Given instruction
Transcribe only the part of the listing below that begins at the line containing "Task: for the greenhouse-bench survey, tag the door" and runs to its final line, keeping both ends.

(Pointing and labeling entries)
========
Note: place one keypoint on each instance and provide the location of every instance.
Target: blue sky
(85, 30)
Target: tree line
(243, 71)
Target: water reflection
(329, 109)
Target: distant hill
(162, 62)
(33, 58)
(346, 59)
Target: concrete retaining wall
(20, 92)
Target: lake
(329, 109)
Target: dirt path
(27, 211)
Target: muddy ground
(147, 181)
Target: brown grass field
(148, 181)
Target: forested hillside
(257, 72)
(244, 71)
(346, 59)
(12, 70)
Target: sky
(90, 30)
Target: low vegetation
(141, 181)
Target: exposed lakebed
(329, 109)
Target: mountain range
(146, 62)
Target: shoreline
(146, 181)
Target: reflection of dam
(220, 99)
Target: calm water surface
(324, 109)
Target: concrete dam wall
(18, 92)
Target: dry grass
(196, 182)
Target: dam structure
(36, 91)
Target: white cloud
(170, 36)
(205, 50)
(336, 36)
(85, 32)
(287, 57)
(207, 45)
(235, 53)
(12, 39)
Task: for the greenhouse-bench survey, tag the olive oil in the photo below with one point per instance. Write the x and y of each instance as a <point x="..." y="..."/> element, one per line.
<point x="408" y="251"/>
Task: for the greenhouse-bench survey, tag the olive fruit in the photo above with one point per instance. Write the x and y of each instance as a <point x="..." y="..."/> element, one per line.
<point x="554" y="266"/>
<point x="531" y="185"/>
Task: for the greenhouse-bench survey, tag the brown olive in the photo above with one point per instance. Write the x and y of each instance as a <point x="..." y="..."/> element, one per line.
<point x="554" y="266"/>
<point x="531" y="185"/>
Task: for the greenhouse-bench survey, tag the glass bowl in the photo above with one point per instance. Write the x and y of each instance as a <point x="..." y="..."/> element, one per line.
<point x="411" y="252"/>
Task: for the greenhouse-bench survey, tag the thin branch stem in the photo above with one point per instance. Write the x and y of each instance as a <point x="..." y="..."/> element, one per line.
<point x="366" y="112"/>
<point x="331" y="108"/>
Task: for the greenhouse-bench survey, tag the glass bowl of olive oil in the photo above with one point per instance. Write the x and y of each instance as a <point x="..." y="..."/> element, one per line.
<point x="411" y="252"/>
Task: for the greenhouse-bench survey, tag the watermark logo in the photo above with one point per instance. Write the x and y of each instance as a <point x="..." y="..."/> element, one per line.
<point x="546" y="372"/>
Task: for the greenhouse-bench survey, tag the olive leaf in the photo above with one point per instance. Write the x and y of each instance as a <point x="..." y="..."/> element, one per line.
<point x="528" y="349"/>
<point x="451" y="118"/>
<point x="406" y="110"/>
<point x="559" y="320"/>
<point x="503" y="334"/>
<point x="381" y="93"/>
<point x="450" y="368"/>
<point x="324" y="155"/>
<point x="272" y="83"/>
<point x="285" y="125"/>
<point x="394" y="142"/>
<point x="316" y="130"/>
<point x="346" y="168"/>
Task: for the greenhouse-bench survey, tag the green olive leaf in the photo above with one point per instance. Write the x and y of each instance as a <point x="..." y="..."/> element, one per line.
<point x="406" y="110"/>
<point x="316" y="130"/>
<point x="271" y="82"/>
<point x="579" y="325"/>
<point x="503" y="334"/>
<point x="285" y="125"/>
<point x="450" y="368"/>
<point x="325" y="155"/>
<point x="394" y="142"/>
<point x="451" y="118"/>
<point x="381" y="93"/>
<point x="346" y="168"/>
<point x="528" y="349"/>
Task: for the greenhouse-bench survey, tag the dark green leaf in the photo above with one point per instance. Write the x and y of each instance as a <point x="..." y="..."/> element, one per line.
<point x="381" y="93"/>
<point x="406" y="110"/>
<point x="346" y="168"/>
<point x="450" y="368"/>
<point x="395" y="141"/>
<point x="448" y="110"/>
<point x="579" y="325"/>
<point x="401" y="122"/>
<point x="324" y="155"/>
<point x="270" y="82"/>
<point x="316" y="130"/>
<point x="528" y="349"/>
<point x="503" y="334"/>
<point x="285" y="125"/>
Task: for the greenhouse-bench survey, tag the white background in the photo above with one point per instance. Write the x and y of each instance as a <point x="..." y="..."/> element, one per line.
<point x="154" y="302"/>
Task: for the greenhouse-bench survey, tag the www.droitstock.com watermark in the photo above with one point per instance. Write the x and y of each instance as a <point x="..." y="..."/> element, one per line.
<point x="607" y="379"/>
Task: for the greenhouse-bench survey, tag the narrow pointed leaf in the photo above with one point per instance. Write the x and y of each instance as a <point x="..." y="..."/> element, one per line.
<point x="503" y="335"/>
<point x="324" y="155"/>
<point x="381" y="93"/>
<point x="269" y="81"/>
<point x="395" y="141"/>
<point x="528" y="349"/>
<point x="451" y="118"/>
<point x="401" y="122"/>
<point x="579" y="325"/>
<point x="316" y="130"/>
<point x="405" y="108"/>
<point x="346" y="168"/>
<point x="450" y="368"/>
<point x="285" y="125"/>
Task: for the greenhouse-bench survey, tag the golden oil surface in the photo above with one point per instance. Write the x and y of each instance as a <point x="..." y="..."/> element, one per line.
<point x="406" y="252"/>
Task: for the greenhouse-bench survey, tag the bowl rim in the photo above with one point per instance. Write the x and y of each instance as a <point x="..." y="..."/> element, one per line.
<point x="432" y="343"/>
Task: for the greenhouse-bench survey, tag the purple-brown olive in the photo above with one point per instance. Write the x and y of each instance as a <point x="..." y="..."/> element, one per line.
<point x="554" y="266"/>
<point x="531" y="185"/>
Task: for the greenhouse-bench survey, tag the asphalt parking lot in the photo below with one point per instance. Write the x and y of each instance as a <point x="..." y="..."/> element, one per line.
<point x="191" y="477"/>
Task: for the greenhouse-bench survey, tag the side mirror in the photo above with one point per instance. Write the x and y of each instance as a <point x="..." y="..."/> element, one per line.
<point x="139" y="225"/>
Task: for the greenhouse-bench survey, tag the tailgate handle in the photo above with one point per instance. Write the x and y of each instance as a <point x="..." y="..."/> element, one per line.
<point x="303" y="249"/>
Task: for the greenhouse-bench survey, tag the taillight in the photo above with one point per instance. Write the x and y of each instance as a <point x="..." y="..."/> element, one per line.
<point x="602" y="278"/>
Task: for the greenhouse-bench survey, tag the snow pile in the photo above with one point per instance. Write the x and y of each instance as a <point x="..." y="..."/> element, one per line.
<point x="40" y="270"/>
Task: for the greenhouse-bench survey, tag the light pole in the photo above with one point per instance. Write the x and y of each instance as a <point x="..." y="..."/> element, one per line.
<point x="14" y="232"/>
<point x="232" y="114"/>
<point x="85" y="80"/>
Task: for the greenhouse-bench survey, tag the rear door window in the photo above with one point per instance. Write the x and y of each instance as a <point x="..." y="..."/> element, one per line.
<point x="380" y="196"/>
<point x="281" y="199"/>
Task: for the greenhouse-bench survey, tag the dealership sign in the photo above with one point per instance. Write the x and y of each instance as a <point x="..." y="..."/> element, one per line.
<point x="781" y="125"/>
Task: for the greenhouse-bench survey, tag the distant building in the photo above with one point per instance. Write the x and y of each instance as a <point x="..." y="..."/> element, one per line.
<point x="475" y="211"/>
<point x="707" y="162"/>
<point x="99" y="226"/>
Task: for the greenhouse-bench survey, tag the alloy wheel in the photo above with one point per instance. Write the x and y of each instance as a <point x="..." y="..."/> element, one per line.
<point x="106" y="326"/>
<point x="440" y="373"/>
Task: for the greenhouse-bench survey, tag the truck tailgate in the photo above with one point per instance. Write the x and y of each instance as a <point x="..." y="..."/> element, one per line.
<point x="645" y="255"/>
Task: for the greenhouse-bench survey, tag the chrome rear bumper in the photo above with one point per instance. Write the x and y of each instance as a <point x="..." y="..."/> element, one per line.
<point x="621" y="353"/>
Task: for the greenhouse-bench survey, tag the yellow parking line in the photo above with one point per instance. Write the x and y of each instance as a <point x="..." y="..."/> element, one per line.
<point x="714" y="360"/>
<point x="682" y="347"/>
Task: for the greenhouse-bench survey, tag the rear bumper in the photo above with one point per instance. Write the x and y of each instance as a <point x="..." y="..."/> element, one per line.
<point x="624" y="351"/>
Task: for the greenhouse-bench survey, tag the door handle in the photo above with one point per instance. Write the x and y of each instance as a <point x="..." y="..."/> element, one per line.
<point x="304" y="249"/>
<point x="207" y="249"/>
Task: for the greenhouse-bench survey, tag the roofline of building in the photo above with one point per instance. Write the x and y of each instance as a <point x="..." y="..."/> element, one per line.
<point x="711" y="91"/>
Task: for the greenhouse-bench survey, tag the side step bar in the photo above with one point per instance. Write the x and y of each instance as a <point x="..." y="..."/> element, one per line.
========
Written reply
Task: for the greenhouse-bench survey, tag the door handle in the photo above with one point per instance. Write the x and y of each instance as a <point x="..." y="..."/> element, one per line.
<point x="304" y="249"/>
<point x="207" y="249"/>
Task: for the greenhouse-bench survey, tag the roofline of building in the photo above with one point per instance. Write the x and y of each instance as a <point x="..." y="..."/> element, one per line.
<point x="711" y="91"/>
Task: for the greenhouse-bench survey, tag the side step bar in the photo above with one point per instance. Write the x and y of each instance as a <point x="..." y="..."/> element, one per line.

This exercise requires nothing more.